---------- Record list ----------

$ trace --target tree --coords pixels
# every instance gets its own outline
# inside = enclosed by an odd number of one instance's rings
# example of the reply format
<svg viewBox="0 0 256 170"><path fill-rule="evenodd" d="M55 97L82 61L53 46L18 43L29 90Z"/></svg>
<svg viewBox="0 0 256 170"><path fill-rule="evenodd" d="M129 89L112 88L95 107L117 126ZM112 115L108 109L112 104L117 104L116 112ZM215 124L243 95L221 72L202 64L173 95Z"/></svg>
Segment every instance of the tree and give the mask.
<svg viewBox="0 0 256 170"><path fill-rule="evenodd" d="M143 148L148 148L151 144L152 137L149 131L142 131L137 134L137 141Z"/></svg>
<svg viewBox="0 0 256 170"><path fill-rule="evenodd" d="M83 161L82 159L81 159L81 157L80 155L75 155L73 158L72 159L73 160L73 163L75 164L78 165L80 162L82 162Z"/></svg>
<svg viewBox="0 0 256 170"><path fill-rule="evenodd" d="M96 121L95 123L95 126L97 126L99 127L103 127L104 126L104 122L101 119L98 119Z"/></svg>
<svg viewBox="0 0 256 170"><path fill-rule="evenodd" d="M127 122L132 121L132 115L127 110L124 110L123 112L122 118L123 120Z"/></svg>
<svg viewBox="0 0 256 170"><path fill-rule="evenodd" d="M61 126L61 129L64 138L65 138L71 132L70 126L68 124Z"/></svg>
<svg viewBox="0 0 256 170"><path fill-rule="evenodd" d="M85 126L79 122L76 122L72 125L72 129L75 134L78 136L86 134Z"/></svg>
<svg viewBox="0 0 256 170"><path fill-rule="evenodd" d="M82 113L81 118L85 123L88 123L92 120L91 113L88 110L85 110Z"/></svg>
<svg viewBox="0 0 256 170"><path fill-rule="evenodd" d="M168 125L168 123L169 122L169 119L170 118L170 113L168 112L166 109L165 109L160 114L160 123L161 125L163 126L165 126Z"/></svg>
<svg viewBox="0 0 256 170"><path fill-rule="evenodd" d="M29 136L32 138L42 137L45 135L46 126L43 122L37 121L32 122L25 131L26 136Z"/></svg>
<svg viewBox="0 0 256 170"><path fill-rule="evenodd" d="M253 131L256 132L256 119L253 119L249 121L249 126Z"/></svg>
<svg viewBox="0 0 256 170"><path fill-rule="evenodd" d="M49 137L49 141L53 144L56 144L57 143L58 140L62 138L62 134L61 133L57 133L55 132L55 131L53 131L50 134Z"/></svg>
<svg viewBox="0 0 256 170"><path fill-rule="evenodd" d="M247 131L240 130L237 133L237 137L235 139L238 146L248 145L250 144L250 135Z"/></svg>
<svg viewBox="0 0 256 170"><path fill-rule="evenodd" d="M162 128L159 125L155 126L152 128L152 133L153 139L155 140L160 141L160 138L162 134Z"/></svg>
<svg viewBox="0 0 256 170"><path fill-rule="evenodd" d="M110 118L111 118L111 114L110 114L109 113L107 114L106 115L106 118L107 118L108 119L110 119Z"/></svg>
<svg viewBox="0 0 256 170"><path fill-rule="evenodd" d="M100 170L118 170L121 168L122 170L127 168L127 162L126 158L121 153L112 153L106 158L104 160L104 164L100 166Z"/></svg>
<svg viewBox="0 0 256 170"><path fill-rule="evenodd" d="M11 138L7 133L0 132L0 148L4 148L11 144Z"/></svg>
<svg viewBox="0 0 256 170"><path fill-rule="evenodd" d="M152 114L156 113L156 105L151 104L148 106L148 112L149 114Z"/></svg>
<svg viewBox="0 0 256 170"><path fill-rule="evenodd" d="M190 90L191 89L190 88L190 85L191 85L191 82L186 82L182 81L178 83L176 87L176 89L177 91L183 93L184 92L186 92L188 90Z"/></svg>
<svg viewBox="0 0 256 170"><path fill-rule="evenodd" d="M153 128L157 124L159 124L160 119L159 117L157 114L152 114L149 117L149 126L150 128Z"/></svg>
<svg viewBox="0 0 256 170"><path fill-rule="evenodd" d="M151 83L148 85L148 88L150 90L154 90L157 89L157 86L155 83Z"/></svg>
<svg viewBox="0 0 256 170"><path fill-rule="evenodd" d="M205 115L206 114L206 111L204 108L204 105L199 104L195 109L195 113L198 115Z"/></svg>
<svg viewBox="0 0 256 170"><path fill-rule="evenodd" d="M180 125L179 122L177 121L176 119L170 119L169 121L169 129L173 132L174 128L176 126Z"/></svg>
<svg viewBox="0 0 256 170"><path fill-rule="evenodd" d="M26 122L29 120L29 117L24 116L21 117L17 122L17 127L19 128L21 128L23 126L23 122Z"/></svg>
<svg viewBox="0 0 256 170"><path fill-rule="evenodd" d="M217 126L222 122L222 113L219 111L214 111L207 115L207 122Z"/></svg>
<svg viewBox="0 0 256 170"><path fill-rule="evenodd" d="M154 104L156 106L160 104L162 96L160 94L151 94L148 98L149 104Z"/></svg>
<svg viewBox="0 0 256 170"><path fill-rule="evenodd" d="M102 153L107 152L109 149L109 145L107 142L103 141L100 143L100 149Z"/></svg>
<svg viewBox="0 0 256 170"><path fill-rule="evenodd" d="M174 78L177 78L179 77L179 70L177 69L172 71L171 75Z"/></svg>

----------

■ **Problem details**
Recast the listing above as a JSON list of strings, one string per line, leaving out blank lines.

■ **Task response**
[
  "$ trace --target tree --coords pixels",
  "# every instance gets its own outline",
  "# inside = enclosed by an odd number of one instance's rings",
  "# example of the reply format",
  "<svg viewBox=\"0 0 256 170\"><path fill-rule=\"evenodd\" d=\"M55 97L82 61L53 46L18 43L29 90Z\"/></svg>",
  "<svg viewBox=\"0 0 256 170\"><path fill-rule=\"evenodd\" d=\"M129 89L112 88L95 107L117 126ZM112 115L108 109L112 104L117 104L116 112ZM215 124L243 95L221 72L202 64L173 95Z\"/></svg>",
  "Segment every instance of the tree and give the mask.",
  "<svg viewBox=\"0 0 256 170\"><path fill-rule=\"evenodd\" d=\"M143 148L148 148L151 144L152 137L149 131L142 131L137 134L137 141Z\"/></svg>",
  "<svg viewBox=\"0 0 256 170\"><path fill-rule=\"evenodd\" d=\"M83 161L82 159L81 159L81 157L80 155L75 155L73 158L72 159L73 160L73 163L75 164L78 165L80 162L82 162Z\"/></svg>",
  "<svg viewBox=\"0 0 256 170\"><path fill-rule=\"evenodd\" d=\"M96 121L95 123L95 126L97 126L99 127L103 127L104 126L104 122L101 119L98 119Z\"/></svg>",
  "<svg viewBox=\"0 0 256 170\"><path fill-rule=\"evenodd\" d=\"M127 122L132 121L132 115L127 110L124 110L123 112L122 118L123 120Z\"/></svg>",
  "<svg viewBox=\"0 0 256 170\"><path fill-rule=\"evenodd\" d=\"M61 126L61 129L64 138L65 138L71 132L70 126L68 124Z\"/></svg>",
  "<svg viewBox=\"0 0 256 170\"><path fill-rule=\"evenodd\" d=\"M85 126L79 122L76 122L72 125L72 129L75 134L78 136L86 134Z\"/></svg>",
  "<svg viewBox=\"0 0 256 170\"><path fill-rule=\"evenodd\" d=\"M82 113L81 118L85 123L88 123L92 120L91 113L88 110L85 110Z\"/></svg>",
  "<svg viewBox=\"0 0 256 170\"><path fill-rule=\"evenodd\" d=\"M168 125L168 123L169 122L169 119L170 118L170 113L168 112L166 109L165 109L160 114L160 123L161 125L163 126L165 126Z\"/></svg>",
  "<svg viewBox=\"0 0 256 170\"><path fill-rule=\"evenodd\" d=\"M29 136L32 138L42 137L45 135L46 126L43 122L37 121L32 122L25 131L26 136Z\"/></svg>",
  "<svg viewBox=\"0 0 256 170\"><path fill-rule=\"evenodd\" d=\"M253 131L256 132L256 119L253 119L249 121L249 126Z\"/></svg>",
  "<svg viewBox=\"0 0 256 170\"><path fill-rule=\"evenodd\" d=\"M49 137L49 141L53 144L56 144L57 143L58 140L62 138L62 134L61 133L57 133L55 132L55 131L53 131L50 134Z\"/></svg>",
  "<svg viewBox=\"0 0 256 170\"><path fill-rule=\"evenodd\" d=\"M247 131L240 130L237 133L237 137L235 139L238 146L248 145L250 144L250 135Z\"/></svg>",
  "<svg viewBox=\"0 0 256 170\"><path fill-rule=\"evenodd\" d=\"M162 128L159 125L155 126L152 128L152 133L153 139L155 140L160 141L160 138L162 134Z\"/></svg>",
  "<svg viewBox=\"0 0 256 170\"><path fill-rule=\"evenodd\" d=\"M110 118L111 118L111 114L110 114L109 113L107 114L106 115L106 118L107 118L108 119L110 119Z\"/></svg>",
  "<svg viewBox=\"0 0 256 170\"><path fill-rule=\"evenodd\" d=\"M100 170L118 170L121 168L122 170L127 168L127 162L126 158L121 153L112 153L106 158L104 160L104 164L100 166Z\"/></svg>",
  "<svg viewBox=\"0 0 256 170\"><path fill-rule=\"evenodd\" d=\"M11 138L7 133L0 132L0 148L4 148L11 144Z\"/></svg>",
  "<svg viewBox=\"0 0 256 170\"><path fill-rule=\"evenodd\" d=\"M152 114L156 113L156 105L151 104L148 106L148 112L149 114Z\"/></svg>",
  "<svg viewBox=\"0 0 256 170\"><path fill-rule=\"evenodd\" d=\"M190 90L191 89L190 88L190 85L191 85L191 82L186 82L182 81L178 83L176 87L176 89L177 91L183 93L184 92L186 92L188 90Z\"/></svg>",
  "<svg viewBox=\"0 0 256 170\"><path fill-rule=\"evenodd\" d=\"M153 128L157 124L159 124L160 119L159 117L157 114L152 114L149 117L149 126L150 128Z\"/></svg>",
  "<svg viewBox=\"0 0 256 170\"><path fill-rule=\"evenodd\" d=\"M151 83L148 85L148 88L150 90L154 90L157 89L157 86L155 83Z\"/></svg>",
  "<svg viewBox=\"0 0 256 170\"><path fill-rule=\"evenodd\" d=\"M205 115L206 114L206 111L204 108L204 105L199 104L195 109L195 113L198 115Z\"/></svg>",
  "<svg viewBox=\"0 0 256 170\"><path fill-rule=\"evenodd\" d=\"M180 125L179 122L177 121L176 119L170 119L169 121L169 129L173 132L174 128L176 126Z\"/></svg>",
  "<svg viewBox=\"0 0 256 170\"><path fill-rule=\"evenodd\" d=\"M26 122L29 120L29 117L24 116L21 117L17 122L17 127L19 128L21 128L23 126L23 122Z\"/></svg>",
  "<svg viewBox=\"0 0 256 170\"><path fill-rule=\"evenodd\" d=\"M217 126L222 122L222 113L219 111L214 111L207 115L207 122Z\"/></svg>",
  "<svg viewBox=\"0 0 256 170\"><path fill-rule=\"evenodd\" d=\"M154 104L156 106L160 104L162 96L160 94L151 94L148 98L149 104Z\"/></svg>",
  "<svg viewBox=\"0 0 256 170\"><path fill-rule=\"evenodd\" d=\"M102 153L107 152L109 149L109 145L107 142L103 141L100 143L100 149Z\"/></svg>",
  "<svg viewBox=\"0 0 256 170\"><path fill-rule=\"evenodd\" d=\"M174 78L177 78L179 77L179 70L177 69L172 71L171 75Z\"/></svg>"
]